**Required action**
Every record must come back exactly as given.
===== Provided records =====
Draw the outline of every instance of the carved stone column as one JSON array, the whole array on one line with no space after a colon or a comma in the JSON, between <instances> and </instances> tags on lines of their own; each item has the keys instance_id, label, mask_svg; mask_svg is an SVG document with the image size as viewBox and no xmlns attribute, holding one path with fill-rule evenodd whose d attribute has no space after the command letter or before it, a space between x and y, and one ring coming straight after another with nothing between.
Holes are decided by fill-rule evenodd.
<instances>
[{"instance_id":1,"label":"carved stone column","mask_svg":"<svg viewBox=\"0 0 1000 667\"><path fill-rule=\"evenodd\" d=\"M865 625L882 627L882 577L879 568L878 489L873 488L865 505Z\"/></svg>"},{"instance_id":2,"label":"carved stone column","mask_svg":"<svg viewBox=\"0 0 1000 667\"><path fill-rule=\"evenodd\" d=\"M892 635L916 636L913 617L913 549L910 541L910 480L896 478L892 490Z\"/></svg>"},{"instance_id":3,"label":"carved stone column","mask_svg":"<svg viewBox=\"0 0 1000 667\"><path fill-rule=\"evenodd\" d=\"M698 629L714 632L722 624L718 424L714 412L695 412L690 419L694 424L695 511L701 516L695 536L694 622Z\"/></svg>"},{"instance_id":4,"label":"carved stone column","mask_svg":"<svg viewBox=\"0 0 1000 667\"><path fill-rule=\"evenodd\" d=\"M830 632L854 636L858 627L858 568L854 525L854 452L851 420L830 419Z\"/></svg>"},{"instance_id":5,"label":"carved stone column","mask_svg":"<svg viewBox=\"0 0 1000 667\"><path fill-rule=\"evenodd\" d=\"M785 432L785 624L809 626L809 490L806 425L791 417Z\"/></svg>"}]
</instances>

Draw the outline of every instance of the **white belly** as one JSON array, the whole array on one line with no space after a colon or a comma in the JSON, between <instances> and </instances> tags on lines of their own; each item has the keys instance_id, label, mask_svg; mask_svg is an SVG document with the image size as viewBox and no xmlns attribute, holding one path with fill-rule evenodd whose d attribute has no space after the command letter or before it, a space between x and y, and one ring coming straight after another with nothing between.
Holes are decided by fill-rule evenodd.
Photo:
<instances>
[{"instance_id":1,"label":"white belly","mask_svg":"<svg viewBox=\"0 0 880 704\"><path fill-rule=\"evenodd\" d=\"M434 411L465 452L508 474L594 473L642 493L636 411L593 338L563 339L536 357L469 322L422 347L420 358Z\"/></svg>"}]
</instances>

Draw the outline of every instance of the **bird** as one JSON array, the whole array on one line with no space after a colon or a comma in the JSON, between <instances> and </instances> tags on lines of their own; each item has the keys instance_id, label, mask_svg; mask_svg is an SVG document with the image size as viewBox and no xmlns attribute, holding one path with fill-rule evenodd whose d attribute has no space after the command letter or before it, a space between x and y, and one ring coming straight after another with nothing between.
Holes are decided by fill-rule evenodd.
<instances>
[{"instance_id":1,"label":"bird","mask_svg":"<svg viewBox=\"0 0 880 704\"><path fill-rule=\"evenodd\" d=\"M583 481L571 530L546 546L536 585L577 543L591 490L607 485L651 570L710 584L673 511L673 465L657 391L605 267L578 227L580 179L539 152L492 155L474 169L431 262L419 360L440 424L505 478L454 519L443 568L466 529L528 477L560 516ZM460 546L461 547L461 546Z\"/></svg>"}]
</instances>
=====
**Final answer**
Draw the outline of every instance of the carved stone column as one JSON array, the whole array on one line with no space after a colon or a comma in the JSON, between <instances> and </instances> tags on lines of their own; each item has the keys instance_id, label, mask_svg; mask_svg is an SVG document with the image size as viewBox and no xmlns attribute, holding one path with fill-rule evenodd whose d attribute has no space after the command letter or before it, a space between x and y, and one ring coming straight after another with nothing between.
Holes are decided by fill-rule evenodd.
<instances>
[{"instance_id":1,"label":"carved stone column","mask_svg":"<svg viewBox=\"0 0 1000 667\"><path fill-rule=\"evenodd\" d=\"M865 625L882 627L882 577L879 568L878 489L873 488L865 505Z\"/></svg>"},{"instance_id":2,"label":"carved stone column","mask_svg":"<svg viewBox=\"0 0 1000 667\"><path fill-rule=\"evenodd\" d=\"M892 635L916 636L913 617L913 549L910 541L910 480L896 478L892 490Z\"/></svg>"},{"instance_id":3,"label":"carved stone column","mask_svg":"<svg viewBox=\"0 0 1000 667\"><path fill-rule=\"evenodd\" d=\"M698 629L714 632L722 624L718 424L714 412L695 412L690 419L694 424L695 511L701 516L695 536L694 622Z\"/></svg>"},{"instance_id":4,"label":"carved stone column","mask_svg":"<svg viewBox=\"0 0 1000 667\"><path fill-rule=\"evenodd\" d=\"M830 632L854 636L858 627L858 568L854 525L854 452L851 420L830 419Z\"/></svg>"},{"instance_id":5,"label":"carved stone column","mask_svg":"<svg viewBox=\"0 0 1000 667\"><path fill-rule=\"evenodd\" d=\"M785 432L785 624L809 626L809 490L806 425L791 417Z\"/></svg>"}]
</instances>

Draw the outline of every instance of the **white belly** as one JSON array, the whole array on one line with no space after a colon or a comma in the JSON, between <instances> and </instances> tags on lines of their own; each item has the keys instance_id, label, mask_svg; mask_svg is an SVG document with the image size as viewBox and no xmlns attribute, holding one path with fill-rule evenodd whose d attribute has no space after the command letter or before it, a space between x and y, and one ring coming straight after another with nothing between.
Holes are decided by fill-rule evenodd.
Photo:
<instances>
[{"instance_id":1,"label":"white belly","mask_svg":"<svg viewBox=\"0 0 880 704\"><path fill-rule=\"evenodd\" d=\"M434 411L465 452L508 474L594 473L642 493L636 411L593 338L563 339L536 357L469 322L422 347L420 358Z\"/></svg>"}]
</instances>

Draw the outline of every instance of the **bird** as one JSON array, the whole array on one line with no space after a colon or a comma in the JSON, between <instances> and </instances> tags on lines of their own; each item has the keys instance_id, label, mask_svg; mask_svg is an SVG document with the image size as viewBox and no xmlns attribute, holding one path with fill-rule evenodd whose d attribute has no space after the command letter or before it, a space between x and y, and one ring coming straight after another with nothing between.
Holes are decided by fill-rule evenodd.
<instances>
[{"instance_id":1,"label":"bird","mask_svg":"<svg viewBox=\"0 0 880 704\"><path fill-rule=\"evenodd\" d=\"M583 481L571 530L546 546L536 585L577 543L591 490L607 485L651 570L710 584L673 511L673 465L657 391L605 267L578 227L580 179L539 152L492 155L474 169L431 262L419 360L440 424L505 478L454 519L443 568L466 529L528 477L560 516ZM460 546L461 547L461 546Z\"/></svg>"}]
</instances>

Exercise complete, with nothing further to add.